WRITTEN REQUEST:
Find every line of the records below that contains the word "blue" and copy each one.

DATA SUPPLIED:

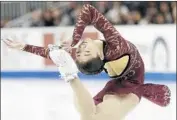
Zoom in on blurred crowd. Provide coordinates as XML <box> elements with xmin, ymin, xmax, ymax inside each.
<box><xmin>1</xmin><ymin>1</ymin><xmax>176</xmax><ymax>27</ymax></box>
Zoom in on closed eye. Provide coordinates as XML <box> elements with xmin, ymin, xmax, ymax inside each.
<box><xmin>84</xmin><ymin>54</ymin><xmax>90</xmax><ymax>56</ymax></box>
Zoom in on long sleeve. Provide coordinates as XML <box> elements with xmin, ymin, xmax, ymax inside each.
<box><xmin>23</xmin><ymin>45</ymin><xmax>49</xmax><ymax>58</ymax></box>
<box><xmin>72</xmin><ymin>4</ymin><xmax>127</xmax><ymax>48</ymax></box>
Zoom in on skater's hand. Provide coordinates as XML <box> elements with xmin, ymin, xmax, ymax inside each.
<box><xmin>61</xmin><ymin>40</ymin><xmax>72</xmax><ymax>53</ymax></box>
<box><xmin>1</xmin><ymin>37</ymin><xmax>26</xmax><ymax>50</ymax></box>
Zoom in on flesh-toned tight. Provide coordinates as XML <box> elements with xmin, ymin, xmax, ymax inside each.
<box><xmin>70</xmin><ymin>79</ymin><xmax>139</xmax><ymax>120</ymax></box>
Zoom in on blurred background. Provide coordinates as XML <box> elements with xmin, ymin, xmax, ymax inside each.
<box><xmin>1</xmin><ymin>1</ymin><xmax>176</xmax><ymax>120</ymax></box>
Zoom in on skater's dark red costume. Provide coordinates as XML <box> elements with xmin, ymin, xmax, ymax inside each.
<box><xmin>24</xmin><ymin>5</ymin><xmax>170</xmax><ymax>106</ymax></box>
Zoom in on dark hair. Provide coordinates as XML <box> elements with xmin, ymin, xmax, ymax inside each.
<box><xmin>76</xmin><ymin>57</ymin><xmax>105</xmax><ymax>75</ymax></box>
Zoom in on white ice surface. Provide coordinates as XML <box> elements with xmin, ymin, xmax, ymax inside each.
<box><xmin>1</xmin><ymin>79</ymin><xmax>176</xmax><ymax>120</ymax></box>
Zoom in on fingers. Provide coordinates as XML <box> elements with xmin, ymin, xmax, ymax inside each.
<box><xmin>3</xmin><ymin>40</ymin><xmax>11</xmax><ymax>46</ymax></box>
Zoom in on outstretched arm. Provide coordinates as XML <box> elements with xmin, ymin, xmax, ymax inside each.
<box><xmin>23</xmin><ymin>45</ymin><xmax>50</xmax><ymax>59</ymax></box>
<box><xmin>71</xmin><ymin>4</ymin><xmax>126</xmax><ymax>47</ymax></box>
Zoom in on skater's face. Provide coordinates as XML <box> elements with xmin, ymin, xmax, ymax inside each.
<box><xmin>76</xmin><ymin>38</ymin><xmax>99</xmax><ymax>62</ymax></box>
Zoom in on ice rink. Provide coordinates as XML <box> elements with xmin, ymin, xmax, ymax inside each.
<box><xmin>1</xmin><ymin>79</ymin><xmax>176</xmax><ymax>120</ymax></box>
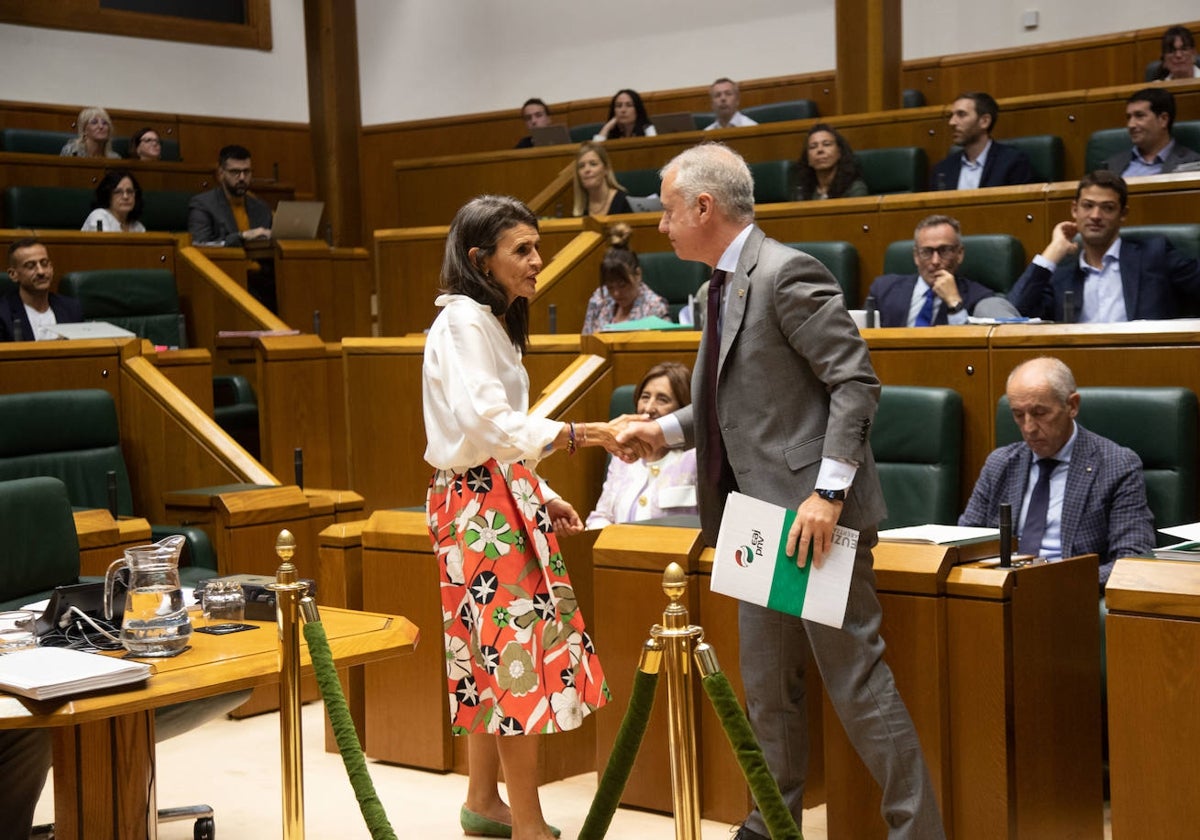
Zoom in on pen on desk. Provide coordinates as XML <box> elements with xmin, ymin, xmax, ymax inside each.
<box><xmin>1000</xmin><ymin>502</ymin><xmax>1013</xmax><ymax>569</ymax></box>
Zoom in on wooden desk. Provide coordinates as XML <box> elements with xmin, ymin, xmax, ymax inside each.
<box><xmin>1105</xmin><ymin>558</ymin><xmax>1200</xmax><ymax>840</ymax></box>
<box><xmin>0</xmin><ymin>608</ymin><xmax>420</xmax><ymax>840</ymax></box>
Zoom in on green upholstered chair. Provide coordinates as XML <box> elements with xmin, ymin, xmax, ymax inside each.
<box><xmin>568</xmin><ymin>122</ymin><xmax>604</xmax><ymax>143</ymax></box>
<box><xmin>637</xmin><ymin>251</ymin><xmax>709</xmax><ymax>320</ymax></box>
<box><xmin>142</xmin><ymin>190</ymin><xmax>194</xmax><ymax>233</ymax></box>
<box><xmin>871</xmin><ymin>385</ymin><xmax>962</xmax><ymax>528</ymax></box>
<box><xmin>1081</xmin><ymin>128</ymin><xmax>1133</xmax><ymax>174</ymax></box>
<box><xmin>883</xmin><ymin>234</ymin><xmax>1025</xmax><ymax>293</ymax></box>
<box><xmin>854</xmin><ymin>146</ymin><xmax>929</xmax><ymax>196</ymax></box>
<box><xmin>750</xmin><ymin>161</ymin><xmax>792</xmax><ymax>204</ymax></box>
<box><xmin>0</xmin><ymin>128</ymin><xmax>76</xmax><ymax>156</ymax></box>
<box><xmin>613</xmin><ymin>169</ymin><xmax>660</xmax><ymax>196</ymax></box>
<box><xmin>785</xmin><ymin>241</ymin><xmax>858</xmax><ymax>302</ymax></box>
<box><xmin>0</xmin><ymin>475</ymin><xmax>79</xmax><ymax>610</ymax></box>
<box><xmin>59</xmin><ymin>269</ymin><xmax>187</xmax><ymax>347</ymax></box>
<box><xmin>1001</xmin><ymin>134</ymin><xmax>1066</xmax><ymax>181</ymax></box>
<box><xmin>744</xmin><ymin>100</ymin><xmax>820</xmax><ymax>127</ymax></box>
<box><xmin>4</xmin><ymin>187</ymin><xmax>95</xmax><ymax>230</ymax></box>
<box><xmin>996</xmin><ymin>388</ymin><xmax>1196</xmax><ymax>537</ymax></box>
<box><xmin>0</xmin><ymin>389</ymin><xmax>217</xmax><ymax>581</ymax></box>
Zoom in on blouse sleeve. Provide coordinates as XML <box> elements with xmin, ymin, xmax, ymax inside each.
<box><xmin>428</xmin><ymin>307</ymin><xmax>563</xmax><ymax>461</ymax></box>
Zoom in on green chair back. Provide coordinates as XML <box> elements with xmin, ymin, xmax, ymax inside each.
<box><xmin>996</xmin><ymin>388</ymin><xmax>1196</xmax><ymax>535</ymax></box>
<box><xmin>744</xmin><ymin>100</ymin><xmax>820</xmax><ymax>127</ymax></box>
<box><xmin>0</xmin><ymin>476</ymin><xmax>79</xmax><ymax>610</ymax></box>
<box><xmin>871</xmin><ymin>385</ymin><xmax>962</xmax><ymax>528</ymax></box>
<box><xmin>854</xmin><ymin>146</ymin><xmax>929</xmax><ymax>196</ymax></box>
<box><xmin>637</xmin><ymin>251</ymin><xmax>709</xmax><ymax>319</ymax></box>
<box><xmin>785</xmin><ymin>241</ymin><xmax>858</xmax><ymax>300</ymax></box>
<box><xmin>883</xmin><ymin>234</ymin><xmax>1025</xmax><ymax>294</ymax></box>
<box><xmin>4</xmin><ymin>187</ymin><xmax>95</xmax><ymax>230</ymax></box>
<box><xmin>59</xmin><ymin>269</ymin><xmax>187</xmax><ymax>347</ymax></box>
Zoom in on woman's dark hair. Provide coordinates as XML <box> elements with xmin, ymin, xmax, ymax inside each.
<box><xmin>634</xmin><ymin>361</ymin><xmax>691</xmax><ymax>408</ymax></box>
<box><xmin>792</xmin><ymin>122</ymin><xmax>863</xmax><ymax>202</ymax></box>
<box><xmin>91</xmin><ymin>169</ymin><xmax>143</xmax><ymax>222</ymax></box>
<box><xmin>605</xmin><ymin>88</ymin><xmax>650</xmax><ymax>140</ymax></box>
<box><xmin>600</xmin><ymin>222</ymin><xmax>642</xmax><ymax>286</ymax></box>
<box><xmin>442</xmin><ymin>196</ymin><xmax>538</xmax><ymax>353</ymax></box>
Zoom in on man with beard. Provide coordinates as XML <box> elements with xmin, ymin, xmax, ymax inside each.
<box><xmin>929</xmin><ymin>92</ymin><xmax>1033</xmax><ymax>190</ymax></box>
<box><xmin>1008</xmin><ymin>169</ymin><xmax>1200</xmax><ymax>323</ymax></box>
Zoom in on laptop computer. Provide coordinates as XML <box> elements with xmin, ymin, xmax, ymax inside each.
<box><xmin>271</xmin><ymin>202</ymin><xmax>325</xmax><ymax>239</ymax></box>
<box><xmin>529</xmin><ymin>122</ymin><xmax>571</xmax><ymax>146</ymax></box>
<box><xmin>650</xmin><ymin>112</ymin><xmax>696</xmax><ymax>134</ymax></box>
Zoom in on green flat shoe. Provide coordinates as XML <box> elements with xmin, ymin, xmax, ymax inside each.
<box><xmin>458</xmin><ymin>805</ymin><xmax>563</xmax><ymax>838</ymax></box>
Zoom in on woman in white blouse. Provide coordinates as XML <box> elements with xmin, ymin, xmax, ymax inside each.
<box><xmin>80</xmin><ymin>169</ymin><xmax>146</xmax><ymax>233</ymax></box>
<box><xmin>422</xmin><ymin>196</ymin><xmax>632</xmax><ymax>840</ymax></box>
<box><xmin>587</xmin><ymin>361</ymin><xmax>698</xmax><ymax>529</ymax></box>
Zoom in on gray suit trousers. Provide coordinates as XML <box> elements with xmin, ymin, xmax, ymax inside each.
<box><xmin>738</xmin><ymin>529</ymin><xmax>946</xmax><ymax>840</ymax></box>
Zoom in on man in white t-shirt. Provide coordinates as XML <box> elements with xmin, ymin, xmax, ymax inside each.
<box><xmin>704</xmin><ymin>77</ymin><xmax>758</xmax><ymax>131</ymax></box>
<box><xmin>0</xmin><ymin>238</ymin><xmax>83</xmax><ymax>341</ymax></box>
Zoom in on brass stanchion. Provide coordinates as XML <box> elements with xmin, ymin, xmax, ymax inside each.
<box><xmin>268</xmin><ymin>529</ymin><xmax>308</xmax><ymax>840</ymax></box>
<box><xmin>650</xmin><ymin>563</ymin><xmax>704</xmax><ymax>840</ymax></box>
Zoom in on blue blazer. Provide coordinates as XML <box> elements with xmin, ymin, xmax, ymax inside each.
<box><xmin>0</xmin><ymin>288</ymin><xmax>83</xmax><ymax>341</ymax></box>
<box><xmin>868</xmin><ymin>274</ymin><xmax>996</xmax><ymax>326</ymax></box>
<box><xmin>929</xmin><ymin>140</ymin><xmax>1034</xmax><ymax>190</ymax></box>
<box><xmin>1008</xmin><ymin>236</ymin><xmax>1200</xmax><ymax>320</ymax></box>
<box><xmin>959</xmin><ymin>424</ymin><xmax>1156</xmax><ymax>586</ymax></box>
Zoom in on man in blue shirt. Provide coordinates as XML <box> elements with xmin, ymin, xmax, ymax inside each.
<box><xmin>1104</xmin><ymin>88</ymin><xmax>1200</xmax><ymax>178</ymax></box>
<box><xmin>1008</xmin><ymin>169</ymin><xmax>1200</xmax><ymax>323</ymax></box>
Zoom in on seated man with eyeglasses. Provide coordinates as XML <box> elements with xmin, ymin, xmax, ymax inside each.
<box><xmin>870</xmin><ymin>216</ymin><xmax>1016</xmax><ymax>326</ymax></box>
<box><xmin>1008</xmin><ymin>169</ymin><xmax>1200</xmax><ymax>323</ymax></box>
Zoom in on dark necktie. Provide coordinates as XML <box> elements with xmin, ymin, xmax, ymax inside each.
<box><xmin>1019</xmin><ymin>458</ymin><xmax>1058</xmax><ymax>557</ymax></box>
<box><xmin>913</xmin><ymin>286</ymin><xmax>934</xmax><ymax>326</ymax></box>
<box><xmin>701</xmin><ymin>269</ymin><xmax>733</xmax><ymax>496</ymax></box>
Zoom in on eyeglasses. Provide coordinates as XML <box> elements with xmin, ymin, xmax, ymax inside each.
<box><xmin>912</xmin><ymin>245</ymin><xmax>962</xmax><ymax>259</ymax></box>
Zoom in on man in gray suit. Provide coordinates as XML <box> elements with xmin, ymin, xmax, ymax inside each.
<box><xmin>1104</xmin><ymin>88</ymin><xmax>1200</xmax><ymax>178</ymax></box>
<box><xmin>620</xmin><ymin>143</ymin><xmax>943</xmax><ymax>840</ymax></box>
<box><xmin>959</xmin><ymin>356</ymin><xmax>1156</xmax><ymax>589</ymax></box>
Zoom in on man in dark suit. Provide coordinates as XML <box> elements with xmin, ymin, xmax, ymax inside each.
<box><xmin>870</xmin><ymin>216</ymin><xmax>1016</xmax><ymax>326</ymax></box>
<box><xmin>929</xmin><ymin>91</ymin><xmax>1033</xmax><ymax>190</ymax></box>
<box><xmin>0</xmin><ymin>239</ymin><xmax>83</xmax><ymax>341</ymax></box>
<box><xmin>959</xmin><ymin>356</ymin><xmax>1154</xmax><ymax>588</ymax></box>
<box><xmin>1008</xmin><ymin>169</ymin><xmax>1200</xmax><ymax>323</ymax></box>
<box><xmin>1104</xmin><ymin>88</ymin><xmax>1200</xmax><ymax>178</ymax></box>
<box><xmin>620</xmin><ymin>143</ymin><xmax>944</xmax><ymax>840</ymax></box>
<box><xmin>187</xmin><ymin>145</ymin><xmax>271</xmax><ymax>247</ymax></box>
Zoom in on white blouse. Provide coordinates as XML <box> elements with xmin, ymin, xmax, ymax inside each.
<box><xmin>421</xmin><ymin>294</ymin><xmax>563</xmax><ymax>480</ymax></box>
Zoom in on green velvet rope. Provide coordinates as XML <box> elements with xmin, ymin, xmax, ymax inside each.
<box><xmin>578</xmin><ymin>670</ymin><xmax>659</xmax><ymax>840</ymax></box>
<box><xmin>701</xmin><ymin>671</ymin><xmax>804</xmax><ymax>840</ymax></box>
<box><xmin>304</xmin><ymin>622</ymin><xmax>396</xmax><ymax>840</ymax></box>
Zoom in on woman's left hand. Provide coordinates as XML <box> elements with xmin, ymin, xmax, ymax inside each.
<box><xmin>546</xmin><ymin>499</ymin><xmax>583</xmax><ymax>535</ymax></box>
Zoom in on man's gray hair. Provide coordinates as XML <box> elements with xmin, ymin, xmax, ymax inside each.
<box><xmin>659</xmin><ymin>143</ymin><xmax>754</xmax><ymax>222</ymax></box>
<box><xmin>1004</xmin><ymin>356</ymin><xmax>1076</xmax><ymax>406</ymax></box>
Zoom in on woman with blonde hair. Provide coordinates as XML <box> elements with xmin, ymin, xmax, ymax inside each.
<box><xmin>571</xmin><ymin>140</ymin><xmax>634</xmax><ymax>216</ymax></box>
<box><xmin>59</xmin><ymin>106</ymin><xmax>120</xmax><ymax>157</ymax></box>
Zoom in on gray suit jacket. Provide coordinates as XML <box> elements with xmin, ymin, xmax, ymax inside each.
<box><xmin>959</xmin><ymin>424</ymin><xmax>1156</xmax><ymax>586</ymax></box>
<box><xmin>677</xmin><ymin>227</ymin><xmax>886</xmax><ymax>545</ymax></box>
<box><xmin>1104</xmin><ymin>140</ymin><xmax>1200</xmax><ymax>175</ymax></box>
<box><xmin>187</xmin><ymin>186</ymin><xmax>271</xmax><ymax>247</ymax></box>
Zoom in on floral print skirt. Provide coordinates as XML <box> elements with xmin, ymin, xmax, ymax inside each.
<box><xmin>426</xmin><ymin>458</ymin><xmax>610</xmax><ymax>734</ymax></box>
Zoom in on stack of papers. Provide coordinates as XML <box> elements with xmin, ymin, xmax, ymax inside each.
<box><xmin>0</xmin><ymin>648</ymin><xmax>150</xmax><ymax>700</ymax></box>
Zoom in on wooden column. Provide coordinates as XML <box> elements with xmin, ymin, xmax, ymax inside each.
<box><xmin>836</xmin><ymin>0</ymin><xmax>902</xmax><ymax>114</ymax></box>
<box><xmin>304</xmin><ymin>0</ymin><xmax>366</xmax><ymax>245</ymax></box>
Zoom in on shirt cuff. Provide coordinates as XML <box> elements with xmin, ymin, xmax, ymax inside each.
<box><xmin>1033</xmin><ymin>253</ymin><xmax>1057</xmax><ymax>271</ymax></box>
<box><xmin>654</xmin><ymin>414</ymin><xmax>686</xmax><ymax>449</ymax></box>
<box><xmin>816</xmin><ymin>457</ymin><xmax>858</xmax><ymax>490</ymax></box>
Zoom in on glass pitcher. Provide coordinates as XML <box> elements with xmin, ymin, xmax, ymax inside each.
<box><xmin>104</xmin><ymin>534</ymin><xmax>192</xmax><ymax>656</ymax></box>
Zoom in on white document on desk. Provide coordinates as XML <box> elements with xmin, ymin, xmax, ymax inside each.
<box><xmin>712</xmin><ymin>493</ymin><xmax>858</xmax><ymax>628</ymax></box>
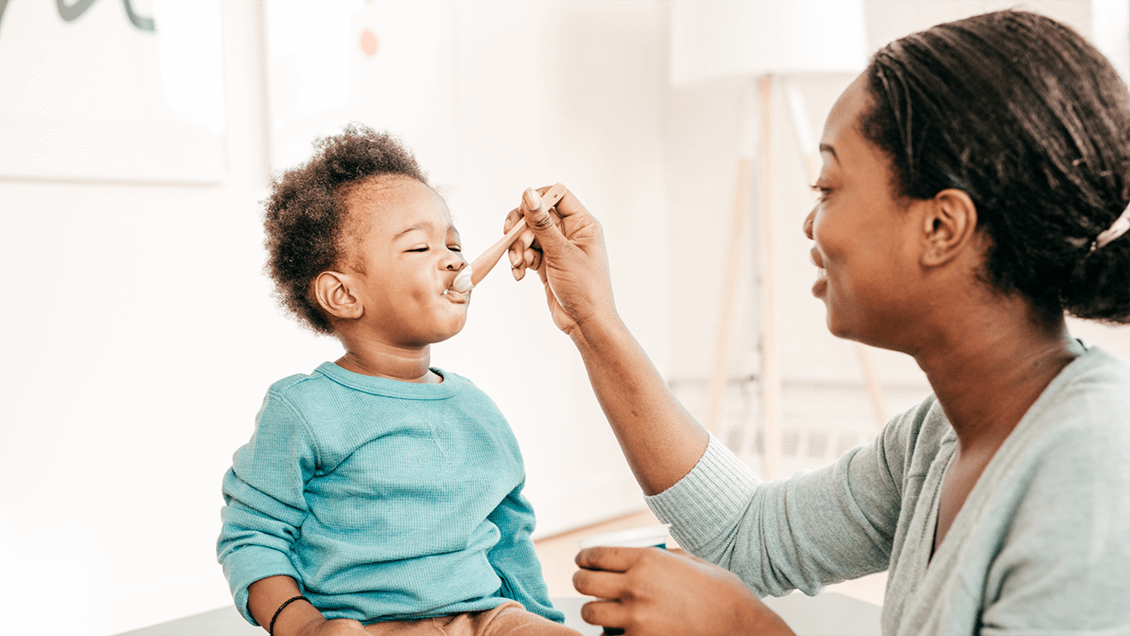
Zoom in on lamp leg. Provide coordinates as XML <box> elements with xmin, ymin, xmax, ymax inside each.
<box><xmin>758</xmin><ymin>75</ymin><xmax>782</xmax><ymax>479</ymax></box>
<box><xmin>705</xmin><ymin>156</ymin><xmax>754</xmax><ymax>435</ymax></box>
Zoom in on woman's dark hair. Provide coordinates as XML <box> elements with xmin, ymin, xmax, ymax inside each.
<box><xmin>861</xmin><ymin>11</ymin><xmax>1130</xmax><ymax>323</ymax></box>
<box><xmin>263</xmin><ymin>124</ymin><xmax>427</xmax><ymax>334</ymax></box>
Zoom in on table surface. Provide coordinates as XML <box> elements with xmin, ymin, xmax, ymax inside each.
<box><xmin>118</xmin><ymin>592</ymin><xmax>880</xmax><ymax>636</ymax></box>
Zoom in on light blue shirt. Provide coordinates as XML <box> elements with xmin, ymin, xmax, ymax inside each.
<box><xmin>649</xmin><ymin>348</ymin><xmax>1130</xmax><ymax>636</ymax></box>
<box><xmin>217</xmin><ymin>363</ymin><xmax>564</xmax><ymax>624</ymax></box>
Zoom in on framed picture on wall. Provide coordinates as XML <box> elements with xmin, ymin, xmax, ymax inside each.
<box><xmin>264</xmin><ymin>0</ymin><xmax>459</xmax><ymax>188</ymax></box>
<box><xmin>0</xmin><ymin>0</ymin><xmax>226</xmax><ymax>183</ymax></box>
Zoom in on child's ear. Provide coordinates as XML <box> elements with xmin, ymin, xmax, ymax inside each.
<box><xmin>921</xmin><ymin>189</ymin><xmax>980</xmax><ymax>268</ymax></box>
<box><xmin>314</xmin><ymin>271</ymin><xmax>365</xmax><ymax>320</ymax></box>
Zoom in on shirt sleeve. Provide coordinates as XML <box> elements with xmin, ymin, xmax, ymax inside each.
<box><xmin>487</xmin><ymin>481</ymin><xmax>565</xmax><ymax>622</ymax></box>
<box><xmin>976</xmin><ymin>393</ymin><xmax>1130</xmax><ymax>636</ymax></box>
<box><xmin>646</xmin><ymin>402</ymin><xmax>929</xmax><ymax>596</ymax></box>
<box><xmin>216</xmin><ymin>393</ymin><xmax>316</xmax><ymax>625</ymax></box>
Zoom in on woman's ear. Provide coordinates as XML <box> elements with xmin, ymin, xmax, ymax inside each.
<box><xmin>921</xmin><ymin>188</ymin><xmax>980</xmax><ymax>268</ymax></box>
<box><xmin>314</xmin><ymin>271</ymin><xmax>365</xmax><ymax>320</ymax></box>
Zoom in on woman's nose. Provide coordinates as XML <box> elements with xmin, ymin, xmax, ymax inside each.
<box><xmin>805</xmin><ymin>208</ymin><xmax>816</xmax><ymax>241</ymax></box>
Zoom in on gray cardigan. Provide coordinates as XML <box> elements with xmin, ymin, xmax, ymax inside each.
<box><xmin>647</xmin><ymin>347</ymin><xmax>1130</xmax><ymax>636</ymax></box>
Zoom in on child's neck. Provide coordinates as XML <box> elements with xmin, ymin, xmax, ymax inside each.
<box><xmin>337</xmin><ymin>340</ymin><xmax>443</xmax><ymax>384</ymax></box>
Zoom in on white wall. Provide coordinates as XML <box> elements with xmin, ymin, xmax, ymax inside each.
<box><xmin>666</xmin><ymin>0</ymin><xmax>1130</xmax><ymax>473</ymax></box>
<box><xmin>0</xmin><ymin>0</ymin><xmax>1130</xmax><ymax>635</ymax></box>
<box><xmin>0</xmin><ymin>0</ymin><xmax>669</xmax><ymax>635</ymax></box>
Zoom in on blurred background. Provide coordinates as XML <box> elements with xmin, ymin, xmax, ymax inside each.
<box><xmin>0</xmin><ymin>0</ymin><xmax>1130</xmax><ymax>635</ymax></box>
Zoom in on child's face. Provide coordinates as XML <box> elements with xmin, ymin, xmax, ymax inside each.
<box><xmin>345</xmin><ymin>176</ymin><xmax>470</xmax><ymax>347</ymax></box>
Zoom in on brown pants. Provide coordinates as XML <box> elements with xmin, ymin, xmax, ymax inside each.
<box><xmin>365</xmin><ymin>601</ymin><xmax>581</xmax><ymax>636</ymax></box>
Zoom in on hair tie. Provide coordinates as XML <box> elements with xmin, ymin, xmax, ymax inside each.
<box><xmin>267</xmin><ymin>595</ymin><xmax>316</xmax><ymax>636</ymax></box>
<box><xmin>1090</xmin><ymin>204</ymin><xmax>1130</xmax><ymax>252</ymax></box>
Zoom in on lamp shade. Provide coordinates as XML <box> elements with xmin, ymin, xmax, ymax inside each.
<box><xmin>671</xmin><ymin>0</ymin><xmax>867</xmax><ymax>86</ymax></box>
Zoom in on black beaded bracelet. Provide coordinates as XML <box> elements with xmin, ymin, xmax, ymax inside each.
<box><xmin>267</xmin><ymin>595</ymin><xmax>314</xmax><ymax>636</ymax></box>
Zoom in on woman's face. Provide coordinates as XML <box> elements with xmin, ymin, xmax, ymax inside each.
<box><xmin>805</xmin><ymin>76</ymin><xmax>921</xmax><ymax>349</ymax></box>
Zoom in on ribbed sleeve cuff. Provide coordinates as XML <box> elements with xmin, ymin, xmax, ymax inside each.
<box><xmin>224</xmin><ymin>547</ymin><xmax>302</xmax><ymax>627</ymax></box>
<box><xmin>644</xmin><ymin>435</ymin><xmax>762</xmax><ymax>552</ymax></box>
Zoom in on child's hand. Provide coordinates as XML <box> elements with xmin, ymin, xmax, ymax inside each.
<box><xmin>298</xmin><ymin>618</ymin><xmax>370</xmax><ymax>636</ymax></box>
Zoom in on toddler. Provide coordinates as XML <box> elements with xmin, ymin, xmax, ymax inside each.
<box><xmin>217</xmin><ymin>125</ymin><xmax>577</xmax><ymax>636</ymax></box>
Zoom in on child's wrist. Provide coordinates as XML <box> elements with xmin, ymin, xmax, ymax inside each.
<box><xmin>267</xmin><ymin>596</ymin><xmax>325</xmax><ymax>636</ymax></box>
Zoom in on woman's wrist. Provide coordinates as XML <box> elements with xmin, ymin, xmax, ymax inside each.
<box><xmin>568</xmin><ymin>307</ymin><xmax>629</xmax><ymax>352</ymax></box>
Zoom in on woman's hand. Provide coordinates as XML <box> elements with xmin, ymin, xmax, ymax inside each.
<box><xmin>504</xmin><ymin>188</ymin><xmax>616</xmax><ymax>337</ymax></box>
<box><xmin>573</xmin><ymin>548</ymin><xmax>793</xmax><ymax>636</ymax></box>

OUTPUT OF THE EXERCISE:
Zoom in on blue blazer. Provide coordinates as XML <box> elements with xmin, ymin, xmax, ymax inside each.
Zoom in on man in blue shirt. Provide coordinates as XML <box> elements with xmin, ymin, xmax, ymax inside each.
Zoom in on light blue shirt. Provide coordinates as XML <box> elements with xmin, ymin, xmax, ymax inside each.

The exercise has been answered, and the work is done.